▸ **Work order**:
Repeat every line of the items below verbatim, without altering a single character.

▸ **Material supplied**:
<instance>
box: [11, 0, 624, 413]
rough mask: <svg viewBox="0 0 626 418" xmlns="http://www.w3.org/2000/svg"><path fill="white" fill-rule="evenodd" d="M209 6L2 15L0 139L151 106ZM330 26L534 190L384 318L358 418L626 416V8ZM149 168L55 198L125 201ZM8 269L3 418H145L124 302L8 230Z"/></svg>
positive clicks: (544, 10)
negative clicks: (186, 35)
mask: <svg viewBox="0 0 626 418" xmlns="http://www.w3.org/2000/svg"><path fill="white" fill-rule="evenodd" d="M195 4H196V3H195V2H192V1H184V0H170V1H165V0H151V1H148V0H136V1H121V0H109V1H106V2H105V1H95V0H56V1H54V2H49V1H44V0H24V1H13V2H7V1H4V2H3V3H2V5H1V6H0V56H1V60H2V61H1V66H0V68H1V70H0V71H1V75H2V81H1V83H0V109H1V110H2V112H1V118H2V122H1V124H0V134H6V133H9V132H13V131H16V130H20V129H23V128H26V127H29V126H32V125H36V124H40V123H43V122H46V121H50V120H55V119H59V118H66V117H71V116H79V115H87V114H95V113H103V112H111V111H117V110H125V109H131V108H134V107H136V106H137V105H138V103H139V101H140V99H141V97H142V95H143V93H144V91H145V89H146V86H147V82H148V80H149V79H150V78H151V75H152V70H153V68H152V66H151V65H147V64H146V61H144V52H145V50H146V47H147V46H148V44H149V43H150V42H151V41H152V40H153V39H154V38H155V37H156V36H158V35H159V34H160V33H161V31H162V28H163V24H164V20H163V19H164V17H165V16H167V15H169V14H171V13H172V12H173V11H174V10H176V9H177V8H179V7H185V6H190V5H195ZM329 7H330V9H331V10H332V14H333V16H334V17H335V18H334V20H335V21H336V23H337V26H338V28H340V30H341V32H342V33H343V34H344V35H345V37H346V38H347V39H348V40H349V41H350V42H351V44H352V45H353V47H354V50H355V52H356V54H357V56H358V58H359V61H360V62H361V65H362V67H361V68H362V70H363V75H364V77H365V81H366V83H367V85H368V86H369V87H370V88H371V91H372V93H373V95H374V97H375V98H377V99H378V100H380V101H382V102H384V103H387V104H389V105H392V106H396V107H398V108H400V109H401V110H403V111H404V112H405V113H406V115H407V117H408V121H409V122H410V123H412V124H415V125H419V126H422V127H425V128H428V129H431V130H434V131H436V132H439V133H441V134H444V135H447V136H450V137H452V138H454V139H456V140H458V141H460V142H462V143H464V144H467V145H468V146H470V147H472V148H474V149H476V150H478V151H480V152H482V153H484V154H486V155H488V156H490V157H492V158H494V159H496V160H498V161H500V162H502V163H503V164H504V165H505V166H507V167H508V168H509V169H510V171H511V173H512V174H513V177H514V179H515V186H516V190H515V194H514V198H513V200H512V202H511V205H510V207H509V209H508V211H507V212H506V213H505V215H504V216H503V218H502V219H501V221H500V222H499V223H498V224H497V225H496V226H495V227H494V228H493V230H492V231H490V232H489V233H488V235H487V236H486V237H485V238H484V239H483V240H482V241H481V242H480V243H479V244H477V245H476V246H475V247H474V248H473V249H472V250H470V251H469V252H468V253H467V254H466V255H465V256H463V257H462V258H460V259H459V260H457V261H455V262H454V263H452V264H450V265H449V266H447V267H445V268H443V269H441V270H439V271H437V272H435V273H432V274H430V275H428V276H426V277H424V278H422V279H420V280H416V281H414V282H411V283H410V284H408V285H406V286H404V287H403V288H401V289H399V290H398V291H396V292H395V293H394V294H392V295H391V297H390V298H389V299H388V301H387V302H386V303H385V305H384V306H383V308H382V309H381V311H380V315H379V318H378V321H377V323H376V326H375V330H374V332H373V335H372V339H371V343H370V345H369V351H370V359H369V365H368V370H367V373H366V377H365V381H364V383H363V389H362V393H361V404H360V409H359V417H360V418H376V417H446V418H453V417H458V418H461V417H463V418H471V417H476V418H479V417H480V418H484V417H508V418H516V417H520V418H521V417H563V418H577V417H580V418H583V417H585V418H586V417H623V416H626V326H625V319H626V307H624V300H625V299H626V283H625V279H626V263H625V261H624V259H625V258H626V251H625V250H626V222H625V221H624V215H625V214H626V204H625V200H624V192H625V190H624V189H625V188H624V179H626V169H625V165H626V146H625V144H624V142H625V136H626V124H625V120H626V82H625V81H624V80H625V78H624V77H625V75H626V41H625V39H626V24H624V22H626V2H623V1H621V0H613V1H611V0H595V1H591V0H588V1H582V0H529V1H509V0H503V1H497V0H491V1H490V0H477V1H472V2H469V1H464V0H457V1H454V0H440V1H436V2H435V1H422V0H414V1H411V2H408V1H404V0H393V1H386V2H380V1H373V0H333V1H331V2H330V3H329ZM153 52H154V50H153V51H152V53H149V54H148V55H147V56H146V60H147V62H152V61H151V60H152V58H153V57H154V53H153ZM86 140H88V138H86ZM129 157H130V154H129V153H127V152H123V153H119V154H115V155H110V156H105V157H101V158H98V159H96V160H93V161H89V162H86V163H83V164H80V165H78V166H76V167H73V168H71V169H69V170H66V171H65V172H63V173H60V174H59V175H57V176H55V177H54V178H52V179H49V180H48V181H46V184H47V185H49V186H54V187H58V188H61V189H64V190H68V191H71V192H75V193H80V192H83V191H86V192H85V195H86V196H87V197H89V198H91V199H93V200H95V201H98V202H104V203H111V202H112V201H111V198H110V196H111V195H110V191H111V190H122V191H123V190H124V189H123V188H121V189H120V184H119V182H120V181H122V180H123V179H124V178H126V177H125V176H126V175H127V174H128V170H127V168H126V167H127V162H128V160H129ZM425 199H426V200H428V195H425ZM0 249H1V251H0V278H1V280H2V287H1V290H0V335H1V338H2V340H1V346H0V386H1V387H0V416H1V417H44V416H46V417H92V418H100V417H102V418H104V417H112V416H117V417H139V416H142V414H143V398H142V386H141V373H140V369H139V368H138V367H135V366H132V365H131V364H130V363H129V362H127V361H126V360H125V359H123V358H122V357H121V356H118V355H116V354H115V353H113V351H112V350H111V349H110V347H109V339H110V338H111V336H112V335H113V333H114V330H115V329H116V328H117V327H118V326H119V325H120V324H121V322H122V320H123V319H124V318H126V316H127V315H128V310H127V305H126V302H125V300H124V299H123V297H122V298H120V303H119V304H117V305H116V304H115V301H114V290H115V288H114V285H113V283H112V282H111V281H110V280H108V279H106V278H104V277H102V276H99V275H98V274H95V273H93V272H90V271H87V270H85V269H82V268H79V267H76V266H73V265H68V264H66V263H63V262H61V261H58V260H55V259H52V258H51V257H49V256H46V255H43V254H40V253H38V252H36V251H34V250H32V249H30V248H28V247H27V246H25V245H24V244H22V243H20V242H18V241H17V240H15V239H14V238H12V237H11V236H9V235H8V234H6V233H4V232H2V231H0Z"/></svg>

▸ **Solution**:
<instance>
box: [11, 0, 624, 413]
rough mask: <svg viewBox="0 0 626 418" xmlns="http://www.w3.org/2000/svg"><path fill="white" fill-rule="evenodd" d="M209 6L2 15L0 139L151 106ZM330 26L534 190L384 318L358 418L626 416V8ZM149 168L55 198L125 201ZM8 269L3 418H145L124 302L8 230Z"/></svg>
positive clicks: (544, 10)
negative clicks: (186, 35)
mask: <svg viewBox="0 0 626 418" xmlns="http://www.w3.org/2000/svg"><path fill="white" fill-rule="evenodd" d="M195 4H196V3H195V2H192V1H184V0H170V1H165V0H151V1H148V0H136V1H121V0H109V1H106V2H105V1H95V0H56V1H54V2H49V1H44V0H24V1H13V2H7V1H4V2H3V3H2V5H1V6H0V56H1V60H2V61H1V66H0V68H1V70H0V71H1V75H2V81H1V83H0V109H1V110H2V112H1V118H2V122H1V124H0V134H6V133H9V132H13V131H16V130H20V129H23V128H26V127H29V126H32V125H36V124H40V123H43V122H46V121H50V120H55V119H59V118H66V117H71V116H79V115H87V114H95V113H103V112H111V111H117V110H125V109H131V108H134V107H136V106H137V105H138V103H139V101H140V99H141V97H142V95H143V93H144V91H145V89H146V86H147V82H148V80H149V79H150V78H151V75H152V70H153V68H152V66H151V65H147V64H146V61H144V52H145V50H146V47H147V46H148V44H149V43H150V42H151V41H152V40H153V39H154V38H155V37H156V36H158V35H159V34H160V33H161V31H162V28H163V24H164V20H163V19H164V17H165V16H167V15H169V14H171V13H172V12H173V11H174V10H176V9H177V8H179V7H185V6H190V5H195ZM329 7H330V9H331V10H332V14H333V16H334V17H335V18H334V20H335V21H336V23H337V26H338V28H340V30H341V32H342V33H343V34H344V35H345V37H346V38H347V39H348V40H349V41H350V42H351V44H352V45H353V47H354V50H355V52H356V54H357V56H358V58H359V61H360V62H361V65H362V67H361V68H362V70H363V75H364V77H365V81H366V83H367V85H368V86H369V87H370V88H371V91H372V93H373V95H374V97H375V98H377V99H378V100H380V101H382V102H384V103H387V104H389V105H392V106H396V107H398V108H400V109H401V110H403V111H404V112H405V113H406V115H407V117H408V121H409V122H410V123H412V124H415V125H419V126H422V127H425V128H428V129H431V130H434V131H436V132H439V133H441V134H444V135H447V136H450V137H452V138H454V139H456V140H458V141H460V142H462V143H464V144H467V145H468V146H470V147H472V148H474V149H476V150H478V151H480V152H482V153H484V154H486V155H488V156H490V157H492V158H494V159H496V160H498V161H500V162H502V163H503V164H504V165H505V166H507V167H508V168H509V169H510V171H511V173H512V174H513V177H514V179H515V186H516V190H515V194H514V198H513V200H512V202H511V205H510V207H509V209H508V211H507V212H506V213H505V215H504V216H503V218H502V219H501V221H500V222H499V223H498V224H497V225H496V226H495V227H494V228H493V230H492V231H490V232H489V233H488V235H487V236H486V237H485V238H484V239H483V240H482V241H481V242H480V243H479V244H477V245H476V246H475V247H474V248H473V249H472V250H470V251H469V252H468V253H467V254H466V255H465V256H463V257H462V258H460V259H459V260H457V261H455V262H454V263H452V264H450V265H449V266H447V267H445V268H443V269H441V270H439V271H437V272H435V273H432V274H430V275H428V276H426V277H424V278H422V279H420V280H416V281H414V282H411V283H410V284H408V285H406V286H404V287H403V288H401V289H399V290H398V291H396V292H395V293H394V294H392V295H391V297H390V298H389V299H388V301H387V302H386V303H385V305H384V306H383V308H382V309H381V311H380V315H379V318H378V321H377V323H376V326H375V330H374V332H373V335H372V339H371V343H370V345H369V351H370V359H369V365H368V370H367V373H366V377H365V381H364V383H363V389H362V393H361V404H360V409H359V417H360V418H376V417H446V418H453V417H458V418H461V417H463V418H471V417H476V418H479V417H480V418H484V417H508V418H516V417H520V418H521V417H563V418H577V417H580V418H583V417H585V418H586V417H623V416H626V326H625V319H626V307H624V300H625V299H626V283H625V279H626V263H625V261H624V259H625V258H626V251H625V250H626V222H625V221H624V215H625V214H626V204H625V200H624V192H625V190H624V189H625V188H624V179H626V169H625V165H626V146H625V144H624V142H625V136H626V124H625V120H626V82H625V81H624V80H625V78H624V77H625V75H626V41H625V39H626V24H624V22H626V2H623V1H621V0H613V1H611V0H595V1H591V0H588V1H582V0H529V1H509V0H503V1H497V0H491V1H490V0H477V1H472V2H469V1H464V0H457V1H454V0H440V1H436V2H435V1H422V0H414V1H411V2H408V1H404V0H393V1H386V2H380V1H373V0H333V1H331V2H330V3H329ZM153 52H154V50H153V51H152V53H149V54H148V55H147V56H146V60H147V62H152V61H151V60H152V58H153V57H154V53H153ZM86 140H88V138H86ZM129 157H130V154H129V153H127V152H123V153H119V154H115V155H110V156H105V157H101V158H98V159H96V160H93V161H89V162H86V163H83V164H80V165H78V166H76V167H73V168H71V169H69V170H66V171H65V172H63V173H60V174H59V175H57V176H55V177H54V178H52V179H49V180H48V181H46V184H47V185H49V186H54V187H58V188H61V189H64V190H68V191H71V192H75V193H80V192H83V191H86V192H85V195H86V196H87V197H89V198H91V199H93V200H95V201H98V202H104V203H111V202H112V201H111V198H110V196H111V195H110V191H111V190H122V191H123V190H124V189H123V188H121V189H120V184H119V182H120V181H122V180H123V179H124V178H126V177H125V176H126V175H127V174H128V170H127V168H126V167H127V162H128V160H129ZM425 199H426V200H428V195H425ZM0 249H1V251H0V278H1V280H2V287H1V290H0V335H1V338H2V340H1V346H0V386H1V387H0V416H1V417H44V416H46V417H92V418H100V417H102V418H104V417H112V416H117V417H139V416H142V414H143V398H142V386H141V373H140V369H139V368H138V367H135V366H132V365H131V364H130V363H129V362H127V361H126V360H125V359H123V358H122V357H121V356H118V355H116V354H115V353H113V351H112V350H111V349H110V347H109V339H110V338H111V336H112V335H113V333H114V330H115V329H116V328H117V327H118V326H119V325H120V324H121V322H122V320H123V319H124V318H126V316H127V315H128V310H127V305H126V302H125V300H124V299H123V297H122V298H120V303H119V304H117V305H116V304H115V301H114V290H115V288H114V285H113V283H112V282H111V281H110V280H108V279H106V278H104V277H102V276H99V275H98V274H95V273H93V272H90V271H87V270H85V269H82V268H79V267H76V266H73V265H68V264H66V263H63V262H61V261H58V260H55V259H52V258H51V257H49V256H46V255H43V254H40V253H38V252H36V251H34V250H32V249H30V248H28V247H27V246H25V245H24V244H22V243H20V242H18V241H17V240H15V239H14V238H12V237H11V236H9V235H8V234H6V233H4V232H2V231H0Z"/></svg>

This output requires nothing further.